**Extracted records**
Start of Block
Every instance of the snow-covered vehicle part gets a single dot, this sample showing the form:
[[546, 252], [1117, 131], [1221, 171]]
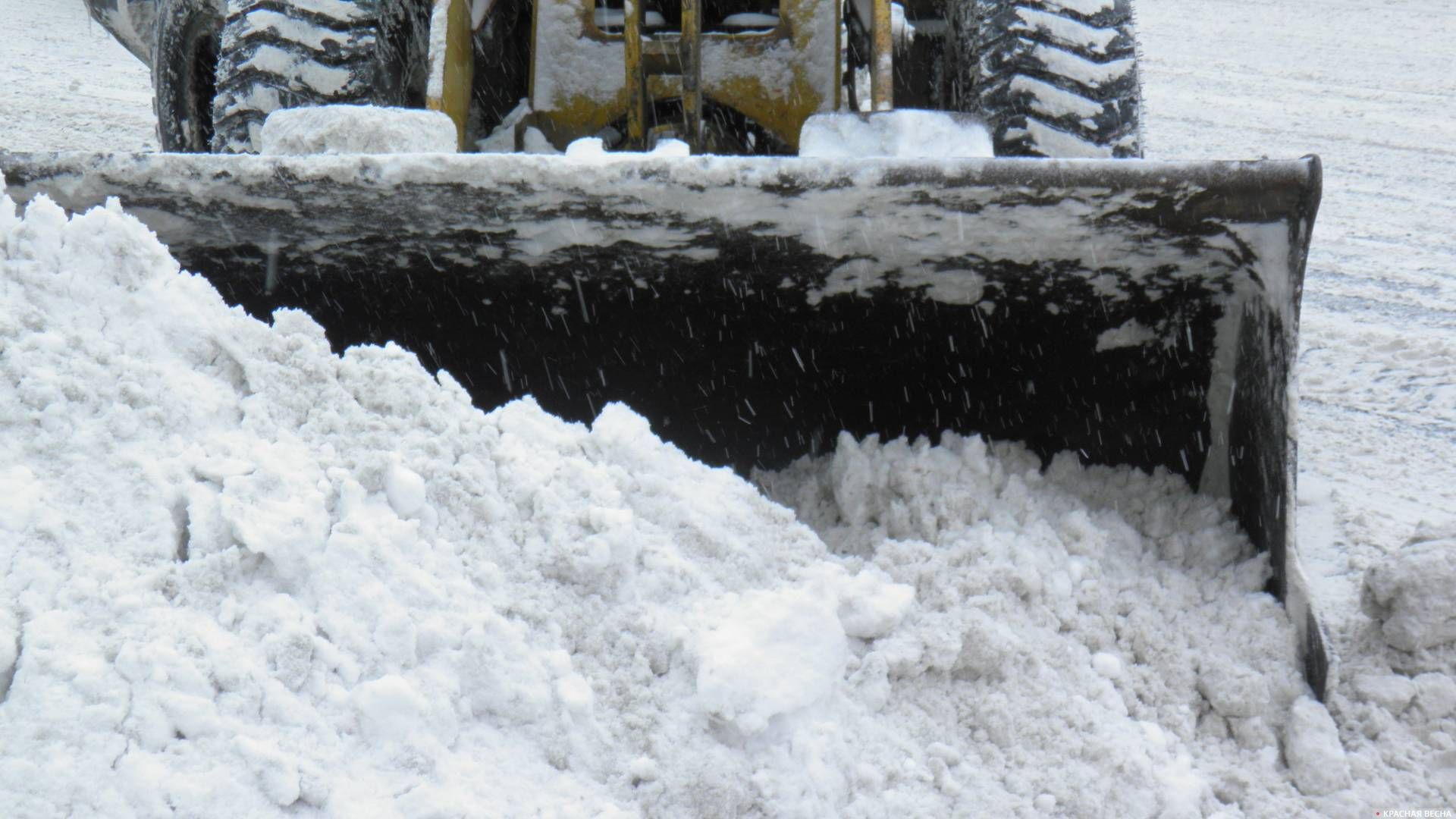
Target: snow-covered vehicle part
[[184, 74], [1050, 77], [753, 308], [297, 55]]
End of Block
Start of Block
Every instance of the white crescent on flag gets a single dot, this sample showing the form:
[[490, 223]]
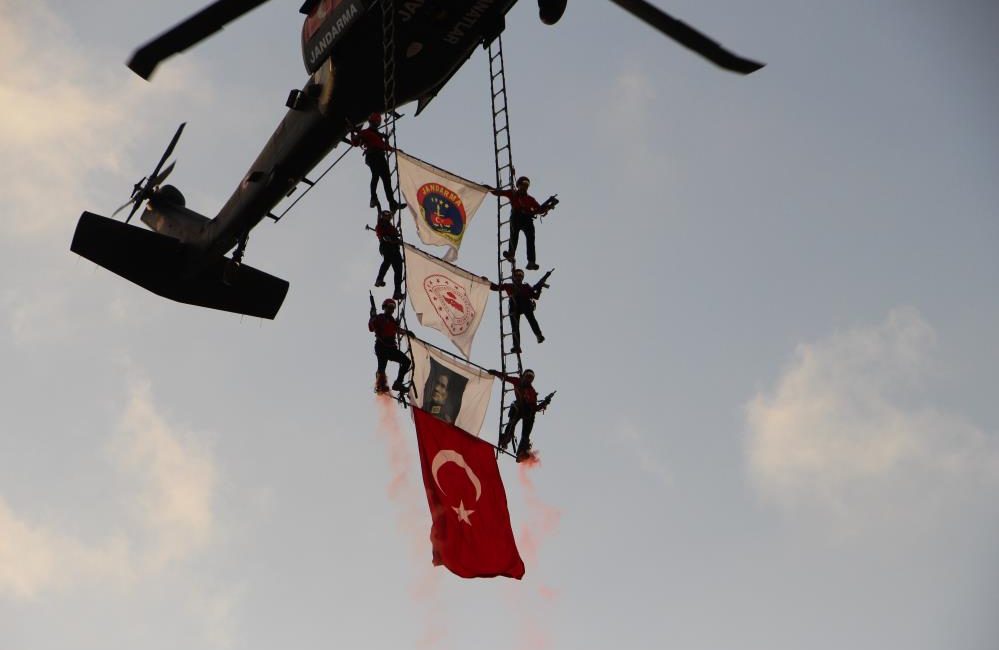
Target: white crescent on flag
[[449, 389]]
End of Block
**Exercise brief**
Where a line of the listing includes the word "gets", add it to the tally, and give the final number and nothing more.

**Answer to this problem**
2